Passage to read -
┌──
Heat Factor: Sex, then denying it has any meaning.
Character Chemistry: They have alllllll the feelings.
Plot: Amy keeps making decisions for everyone else.
Overall: Look, this is a sexy, bi-awakening, f-f chef story. How could I not love it?
Illustrated cover marketing strikes again! While this book isn’t being promoted as a rom-com, I must admit that I expected something pretty light-hearted and upbeat based on the extremely adorable cover, and this book is definitely not light-hearted and upbeat. Before you start worrying, I wouldn’t say most of the content is particularly heavy (there are some obligatory toxic parents); rather, this is an emotional romance with a good dose of angst.
└──
The data -
┌──
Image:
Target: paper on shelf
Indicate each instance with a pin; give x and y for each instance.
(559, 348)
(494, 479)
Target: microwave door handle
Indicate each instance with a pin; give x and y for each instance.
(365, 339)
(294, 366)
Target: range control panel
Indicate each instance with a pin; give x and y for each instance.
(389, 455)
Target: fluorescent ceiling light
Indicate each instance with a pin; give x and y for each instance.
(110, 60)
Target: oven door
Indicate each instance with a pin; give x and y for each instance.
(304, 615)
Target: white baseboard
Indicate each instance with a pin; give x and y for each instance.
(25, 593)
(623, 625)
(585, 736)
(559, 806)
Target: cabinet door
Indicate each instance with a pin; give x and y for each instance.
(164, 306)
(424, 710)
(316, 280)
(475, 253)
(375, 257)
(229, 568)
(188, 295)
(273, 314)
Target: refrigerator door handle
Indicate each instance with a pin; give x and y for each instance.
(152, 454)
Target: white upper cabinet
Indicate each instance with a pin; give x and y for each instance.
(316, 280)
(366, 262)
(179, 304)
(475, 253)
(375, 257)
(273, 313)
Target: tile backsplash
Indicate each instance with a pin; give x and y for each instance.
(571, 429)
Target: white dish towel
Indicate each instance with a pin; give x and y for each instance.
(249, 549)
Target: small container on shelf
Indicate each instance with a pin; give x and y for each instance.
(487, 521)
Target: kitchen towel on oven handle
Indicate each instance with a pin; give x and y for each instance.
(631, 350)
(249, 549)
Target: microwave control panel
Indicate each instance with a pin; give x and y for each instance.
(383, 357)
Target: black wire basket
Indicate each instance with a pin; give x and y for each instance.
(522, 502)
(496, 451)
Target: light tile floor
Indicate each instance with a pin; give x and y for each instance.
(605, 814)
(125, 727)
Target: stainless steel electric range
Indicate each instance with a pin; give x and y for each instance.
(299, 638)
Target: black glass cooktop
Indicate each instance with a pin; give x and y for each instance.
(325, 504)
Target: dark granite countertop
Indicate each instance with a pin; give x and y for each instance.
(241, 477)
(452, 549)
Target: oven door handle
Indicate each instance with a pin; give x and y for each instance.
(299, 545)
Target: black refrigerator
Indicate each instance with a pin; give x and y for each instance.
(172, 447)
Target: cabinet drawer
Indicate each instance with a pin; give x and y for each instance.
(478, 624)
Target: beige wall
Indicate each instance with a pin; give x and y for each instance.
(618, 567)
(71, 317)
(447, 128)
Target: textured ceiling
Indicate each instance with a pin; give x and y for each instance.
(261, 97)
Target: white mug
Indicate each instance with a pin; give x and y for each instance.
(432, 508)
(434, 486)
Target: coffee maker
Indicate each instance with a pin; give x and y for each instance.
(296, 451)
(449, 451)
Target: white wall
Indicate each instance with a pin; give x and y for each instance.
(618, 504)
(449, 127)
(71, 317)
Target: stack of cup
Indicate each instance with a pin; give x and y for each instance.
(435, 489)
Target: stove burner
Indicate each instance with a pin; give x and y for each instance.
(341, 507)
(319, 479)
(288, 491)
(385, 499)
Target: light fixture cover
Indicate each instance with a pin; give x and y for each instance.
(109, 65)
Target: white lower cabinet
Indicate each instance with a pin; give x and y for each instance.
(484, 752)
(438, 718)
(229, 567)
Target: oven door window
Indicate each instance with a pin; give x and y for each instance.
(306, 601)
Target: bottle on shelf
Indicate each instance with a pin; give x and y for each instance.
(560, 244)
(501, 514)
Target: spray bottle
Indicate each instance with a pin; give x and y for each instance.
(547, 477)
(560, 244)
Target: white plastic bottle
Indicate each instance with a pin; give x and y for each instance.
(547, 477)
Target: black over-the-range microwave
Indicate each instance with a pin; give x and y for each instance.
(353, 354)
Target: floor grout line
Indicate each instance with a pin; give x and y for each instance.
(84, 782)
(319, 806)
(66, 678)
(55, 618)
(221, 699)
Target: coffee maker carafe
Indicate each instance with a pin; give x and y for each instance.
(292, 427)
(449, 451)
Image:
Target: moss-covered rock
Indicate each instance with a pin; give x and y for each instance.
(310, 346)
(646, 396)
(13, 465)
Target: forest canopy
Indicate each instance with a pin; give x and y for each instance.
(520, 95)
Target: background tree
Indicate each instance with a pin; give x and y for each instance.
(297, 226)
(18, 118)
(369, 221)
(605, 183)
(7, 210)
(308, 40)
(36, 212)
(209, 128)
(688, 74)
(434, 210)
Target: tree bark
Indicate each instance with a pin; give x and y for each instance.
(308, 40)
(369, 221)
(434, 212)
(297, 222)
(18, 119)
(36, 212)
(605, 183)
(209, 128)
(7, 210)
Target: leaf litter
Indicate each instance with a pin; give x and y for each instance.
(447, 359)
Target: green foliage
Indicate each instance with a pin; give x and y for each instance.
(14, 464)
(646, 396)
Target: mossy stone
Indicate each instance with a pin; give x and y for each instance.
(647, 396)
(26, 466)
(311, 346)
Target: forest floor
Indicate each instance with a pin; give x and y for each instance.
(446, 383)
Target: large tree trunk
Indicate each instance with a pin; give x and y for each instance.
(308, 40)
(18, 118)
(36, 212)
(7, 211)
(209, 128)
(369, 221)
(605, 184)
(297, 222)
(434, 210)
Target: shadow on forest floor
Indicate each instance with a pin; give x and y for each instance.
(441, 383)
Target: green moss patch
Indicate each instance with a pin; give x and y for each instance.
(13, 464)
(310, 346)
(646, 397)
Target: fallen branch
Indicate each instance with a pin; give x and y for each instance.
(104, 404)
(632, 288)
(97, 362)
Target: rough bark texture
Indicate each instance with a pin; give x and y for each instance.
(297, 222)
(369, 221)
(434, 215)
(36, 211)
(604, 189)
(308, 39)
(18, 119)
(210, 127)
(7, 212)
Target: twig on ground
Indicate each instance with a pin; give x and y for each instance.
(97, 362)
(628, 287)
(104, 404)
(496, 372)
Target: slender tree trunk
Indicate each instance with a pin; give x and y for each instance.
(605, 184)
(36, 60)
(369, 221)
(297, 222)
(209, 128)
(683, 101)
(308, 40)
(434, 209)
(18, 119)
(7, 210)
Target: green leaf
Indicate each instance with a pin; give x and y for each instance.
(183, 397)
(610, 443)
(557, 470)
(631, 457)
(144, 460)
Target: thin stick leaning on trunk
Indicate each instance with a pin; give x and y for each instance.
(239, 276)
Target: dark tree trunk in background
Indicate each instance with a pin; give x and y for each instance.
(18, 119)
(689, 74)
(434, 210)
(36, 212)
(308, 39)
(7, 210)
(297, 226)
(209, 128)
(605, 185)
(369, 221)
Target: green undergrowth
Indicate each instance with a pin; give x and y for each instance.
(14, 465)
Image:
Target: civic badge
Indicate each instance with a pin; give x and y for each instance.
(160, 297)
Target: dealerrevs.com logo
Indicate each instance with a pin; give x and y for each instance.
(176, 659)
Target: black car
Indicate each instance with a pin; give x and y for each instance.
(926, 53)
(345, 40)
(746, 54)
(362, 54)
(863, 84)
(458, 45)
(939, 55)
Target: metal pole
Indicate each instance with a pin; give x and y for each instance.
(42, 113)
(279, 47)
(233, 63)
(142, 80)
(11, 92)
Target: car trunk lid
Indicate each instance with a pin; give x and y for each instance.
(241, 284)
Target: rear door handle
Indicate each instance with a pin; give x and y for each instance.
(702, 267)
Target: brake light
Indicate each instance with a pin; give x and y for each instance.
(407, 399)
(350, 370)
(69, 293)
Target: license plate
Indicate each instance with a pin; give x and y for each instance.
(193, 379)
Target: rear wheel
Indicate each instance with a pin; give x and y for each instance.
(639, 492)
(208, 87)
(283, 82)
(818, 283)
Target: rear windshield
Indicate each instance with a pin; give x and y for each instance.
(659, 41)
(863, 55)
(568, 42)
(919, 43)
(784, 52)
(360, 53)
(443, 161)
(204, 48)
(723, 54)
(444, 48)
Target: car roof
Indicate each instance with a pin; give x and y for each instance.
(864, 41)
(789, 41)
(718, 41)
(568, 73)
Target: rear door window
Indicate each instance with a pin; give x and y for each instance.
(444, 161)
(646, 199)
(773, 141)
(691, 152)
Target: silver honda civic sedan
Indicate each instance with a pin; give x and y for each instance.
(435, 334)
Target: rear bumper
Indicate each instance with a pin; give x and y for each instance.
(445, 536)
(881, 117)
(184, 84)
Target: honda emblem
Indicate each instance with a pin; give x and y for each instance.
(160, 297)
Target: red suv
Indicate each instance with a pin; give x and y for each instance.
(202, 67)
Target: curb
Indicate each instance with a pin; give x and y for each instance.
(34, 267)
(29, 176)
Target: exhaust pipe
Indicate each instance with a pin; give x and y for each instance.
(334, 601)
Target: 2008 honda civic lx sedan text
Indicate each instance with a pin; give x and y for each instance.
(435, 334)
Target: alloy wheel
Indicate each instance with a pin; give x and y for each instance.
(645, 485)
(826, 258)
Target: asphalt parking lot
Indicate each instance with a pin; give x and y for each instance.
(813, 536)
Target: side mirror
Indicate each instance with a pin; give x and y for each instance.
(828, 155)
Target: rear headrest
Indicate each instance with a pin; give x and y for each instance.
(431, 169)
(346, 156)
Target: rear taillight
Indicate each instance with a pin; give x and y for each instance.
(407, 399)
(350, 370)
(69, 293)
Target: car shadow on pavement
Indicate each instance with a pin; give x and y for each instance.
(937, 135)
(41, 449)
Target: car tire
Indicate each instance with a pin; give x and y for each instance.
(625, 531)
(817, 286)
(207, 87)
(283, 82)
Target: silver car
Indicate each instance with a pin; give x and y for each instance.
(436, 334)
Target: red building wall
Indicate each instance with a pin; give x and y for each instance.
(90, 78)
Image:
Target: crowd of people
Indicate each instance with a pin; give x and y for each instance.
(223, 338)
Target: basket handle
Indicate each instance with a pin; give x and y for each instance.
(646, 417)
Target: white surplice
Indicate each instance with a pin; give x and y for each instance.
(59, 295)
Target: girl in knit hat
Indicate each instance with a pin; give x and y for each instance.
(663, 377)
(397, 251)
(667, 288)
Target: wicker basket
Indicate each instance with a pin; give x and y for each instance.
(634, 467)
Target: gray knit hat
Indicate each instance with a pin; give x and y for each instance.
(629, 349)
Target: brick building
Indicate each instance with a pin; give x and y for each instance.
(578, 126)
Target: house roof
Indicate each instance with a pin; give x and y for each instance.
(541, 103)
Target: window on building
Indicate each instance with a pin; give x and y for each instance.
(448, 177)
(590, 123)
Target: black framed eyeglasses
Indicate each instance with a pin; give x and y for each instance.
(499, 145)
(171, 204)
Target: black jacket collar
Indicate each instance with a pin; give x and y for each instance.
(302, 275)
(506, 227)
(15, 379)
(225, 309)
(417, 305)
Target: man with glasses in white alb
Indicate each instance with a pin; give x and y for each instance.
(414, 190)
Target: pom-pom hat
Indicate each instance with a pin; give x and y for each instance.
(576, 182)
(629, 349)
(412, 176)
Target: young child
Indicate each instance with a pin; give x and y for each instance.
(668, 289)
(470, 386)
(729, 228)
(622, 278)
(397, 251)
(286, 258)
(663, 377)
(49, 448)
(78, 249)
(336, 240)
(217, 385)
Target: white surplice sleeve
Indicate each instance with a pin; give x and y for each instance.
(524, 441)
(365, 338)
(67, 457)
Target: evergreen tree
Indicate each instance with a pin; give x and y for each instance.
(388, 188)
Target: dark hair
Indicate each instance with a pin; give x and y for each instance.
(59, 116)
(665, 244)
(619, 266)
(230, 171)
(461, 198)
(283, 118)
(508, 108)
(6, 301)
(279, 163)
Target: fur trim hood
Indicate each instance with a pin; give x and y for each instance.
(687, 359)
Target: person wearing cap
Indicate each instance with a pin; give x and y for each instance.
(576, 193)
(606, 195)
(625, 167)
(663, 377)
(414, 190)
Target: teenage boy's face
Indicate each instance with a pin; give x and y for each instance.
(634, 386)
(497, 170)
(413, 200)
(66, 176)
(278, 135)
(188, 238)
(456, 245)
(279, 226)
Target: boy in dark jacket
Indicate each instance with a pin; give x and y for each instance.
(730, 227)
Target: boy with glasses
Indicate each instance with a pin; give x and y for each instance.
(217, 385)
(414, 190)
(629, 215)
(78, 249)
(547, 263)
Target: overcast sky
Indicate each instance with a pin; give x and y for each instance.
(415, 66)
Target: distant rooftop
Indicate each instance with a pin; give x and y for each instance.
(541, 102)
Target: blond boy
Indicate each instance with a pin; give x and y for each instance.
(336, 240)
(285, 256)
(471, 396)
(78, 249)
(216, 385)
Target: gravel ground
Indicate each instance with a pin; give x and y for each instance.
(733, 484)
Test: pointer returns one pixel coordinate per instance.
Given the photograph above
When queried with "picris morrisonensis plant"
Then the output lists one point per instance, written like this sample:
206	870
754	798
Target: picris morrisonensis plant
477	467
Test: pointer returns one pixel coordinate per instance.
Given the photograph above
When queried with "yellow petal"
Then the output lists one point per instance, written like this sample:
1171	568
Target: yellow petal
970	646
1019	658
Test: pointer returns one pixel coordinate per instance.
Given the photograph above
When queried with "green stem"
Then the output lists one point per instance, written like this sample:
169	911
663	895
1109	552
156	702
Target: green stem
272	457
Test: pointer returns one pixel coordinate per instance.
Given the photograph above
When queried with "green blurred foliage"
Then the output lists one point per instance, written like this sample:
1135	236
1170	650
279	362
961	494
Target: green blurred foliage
└──
Task instructions -
1. In the book review, what does Amy keep doing?
2. Rewrite the part of the book review starting at "Heat Factor: Sex, then" and ending at "for everyone else.", changing "feelings" to "emotions".

Task-by-task outputs -
1. Amy keeps making decisions for everyone else.

2.
Heat Factor: Sex, then denying it has any meaning.
Character Chemistry: They have alllllll the emotions.
Plot: Amy keeps making decisions for everyone else.